Эта цитата из книги о Юрии Олеше вовсе не опровергает сказанное мною о бытовом гвозде. В этой же книге Белинков пишет:
Абстрактные понятия овладевают нашим сознанием через внешне очень простые и, казалось бы, незначительные, даже заурядные вещи.

Так, понятия «тирания», «диктатура», «эпоха реакции»… овладевали моим сознанием через обыкновенные, даже заурядные ботинки на микропорке.

И далее Белинков сочиняет анекдот про то, как однажды жена приобрела ему ботинки, но так как у нас в стране всё распределяется (то есть бери что дают), то ботинки ему достались на два размера меньше. Чтобы ходить в них, он должен был каждые два часа принимать анальгин.

Мы опять понимаем, что это не факт из биографии Белинкова, а лишь созданный им художественный образ, показывающий нам, как важен был бытовой мотив для вызревания в Белинкове социального протеста.

Человек, живущий умственным трудом, особенно писатель, должен для успешной работы как минимум иметь рабочий кабинет. Аркадий всегда жил обеспеченно, даже в войну он не знал голода, как знали многие из нас. Но кабинета своего – не имел. Он жил недалеко от Литинститута, его семья занимала одну комнату в общей квартире без особых удобств. Родители его старались возвратиться домой попозже, уходили в гости и т.п. – лишь бы дать ему возможность подольше поработать.

Аркадий работал всегда очень много. В этом надо отдать ему должное. Он не метался между разными призваниями, был целеустремлен и действительно ощущал себя профессионалом. В этом он, можно сказать, превосходил нас на целую голову. И его недовольство стесненностью быта нельзя считать несправедливым.

■ **КРАТКОЕ ЗАДАНИЕ**:
Повторите дословно часть фрагмента о Белинкове, начиная со слов «Эта цитата из» и заканчивая словами «даже заурядные вещи.». Приведенные ниже данные не связаны с фрагментом о Белинкове.

■ **ВЫБОРКА ДАННЫХ**:
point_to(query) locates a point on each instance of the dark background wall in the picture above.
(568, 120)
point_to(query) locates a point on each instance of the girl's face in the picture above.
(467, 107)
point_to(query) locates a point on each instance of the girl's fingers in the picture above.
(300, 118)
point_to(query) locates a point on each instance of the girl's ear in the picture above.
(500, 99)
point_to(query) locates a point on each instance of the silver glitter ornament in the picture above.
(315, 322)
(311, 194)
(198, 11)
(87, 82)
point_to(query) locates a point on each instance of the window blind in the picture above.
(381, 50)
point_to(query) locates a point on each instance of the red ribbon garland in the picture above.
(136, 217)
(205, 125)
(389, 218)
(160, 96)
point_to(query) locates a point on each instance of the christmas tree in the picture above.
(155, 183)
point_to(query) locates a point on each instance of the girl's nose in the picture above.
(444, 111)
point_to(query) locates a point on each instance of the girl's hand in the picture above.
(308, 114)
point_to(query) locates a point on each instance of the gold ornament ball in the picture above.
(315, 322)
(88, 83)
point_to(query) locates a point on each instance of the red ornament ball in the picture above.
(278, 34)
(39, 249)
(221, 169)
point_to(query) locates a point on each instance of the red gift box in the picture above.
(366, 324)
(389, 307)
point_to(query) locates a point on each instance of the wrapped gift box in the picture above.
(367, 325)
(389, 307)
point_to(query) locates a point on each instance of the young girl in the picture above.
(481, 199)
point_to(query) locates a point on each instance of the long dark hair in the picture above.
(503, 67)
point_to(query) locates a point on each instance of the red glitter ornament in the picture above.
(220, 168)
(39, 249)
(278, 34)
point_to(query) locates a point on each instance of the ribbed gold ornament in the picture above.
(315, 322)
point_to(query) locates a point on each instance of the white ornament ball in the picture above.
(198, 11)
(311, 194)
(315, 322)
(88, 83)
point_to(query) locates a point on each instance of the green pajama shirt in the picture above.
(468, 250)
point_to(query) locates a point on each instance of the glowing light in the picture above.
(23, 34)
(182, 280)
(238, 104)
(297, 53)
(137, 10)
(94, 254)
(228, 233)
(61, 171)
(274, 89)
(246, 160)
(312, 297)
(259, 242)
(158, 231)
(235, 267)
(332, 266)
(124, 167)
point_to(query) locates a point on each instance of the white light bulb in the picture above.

■ **ОТВЕТ**:
Эта цитата из книги о Юрии Олеше вовсе не опровергает сказанное мною о бытовом гвозде. В этой же книге Белинков пишет:
Абстрактные понятия овладевают нашим сознанием через внешне очень простые и, казалось бы, незначительные, даже заурядные вещи.